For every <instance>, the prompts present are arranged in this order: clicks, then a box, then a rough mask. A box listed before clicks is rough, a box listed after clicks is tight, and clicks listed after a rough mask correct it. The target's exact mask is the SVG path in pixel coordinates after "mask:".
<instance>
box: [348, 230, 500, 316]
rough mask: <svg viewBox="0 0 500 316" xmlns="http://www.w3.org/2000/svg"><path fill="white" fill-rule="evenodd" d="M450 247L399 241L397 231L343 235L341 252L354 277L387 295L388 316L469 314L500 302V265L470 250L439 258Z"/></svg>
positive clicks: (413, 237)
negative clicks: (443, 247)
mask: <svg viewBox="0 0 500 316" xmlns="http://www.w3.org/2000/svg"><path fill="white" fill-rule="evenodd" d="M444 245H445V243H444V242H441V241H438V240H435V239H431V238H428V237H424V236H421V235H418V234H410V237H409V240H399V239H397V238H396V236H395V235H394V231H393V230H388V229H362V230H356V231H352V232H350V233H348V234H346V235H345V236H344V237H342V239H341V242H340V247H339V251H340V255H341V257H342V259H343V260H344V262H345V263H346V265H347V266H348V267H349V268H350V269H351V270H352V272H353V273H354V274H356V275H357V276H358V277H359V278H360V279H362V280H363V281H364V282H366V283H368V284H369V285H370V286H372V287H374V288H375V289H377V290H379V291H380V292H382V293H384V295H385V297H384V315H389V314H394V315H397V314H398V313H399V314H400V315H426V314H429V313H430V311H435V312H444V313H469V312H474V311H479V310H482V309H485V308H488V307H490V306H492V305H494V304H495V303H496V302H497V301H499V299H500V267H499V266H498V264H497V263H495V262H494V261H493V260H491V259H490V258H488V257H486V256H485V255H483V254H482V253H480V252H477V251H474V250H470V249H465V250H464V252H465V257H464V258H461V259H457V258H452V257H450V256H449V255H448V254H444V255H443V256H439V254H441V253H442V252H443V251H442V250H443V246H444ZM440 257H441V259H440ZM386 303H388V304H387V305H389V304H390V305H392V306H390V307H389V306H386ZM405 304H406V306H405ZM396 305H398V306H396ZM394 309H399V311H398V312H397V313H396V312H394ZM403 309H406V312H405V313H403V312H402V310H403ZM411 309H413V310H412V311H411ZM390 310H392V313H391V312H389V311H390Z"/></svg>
----
▶ _TASK_
In the data above, find the line with "box: [348, 230, 500, 316]" and the line with "positive clicks: (413, 237)". Retype both, plus every line between them, exactly.

▶ _RESPONSE BOX_
box: [348, 230, 500, 316]
rough mask: <svg viewBox="0 0 500 316" xmlns="http://www.w3.org/2000/svg"><path fill="white" fill-rule="evenodd" d="M450 247L399 241L397 231L343 235L341 252L354 277L387 295L388 316L469 314L500 302V265L470 250L439 258Z"/></svg>
positive clicks: (413, 237)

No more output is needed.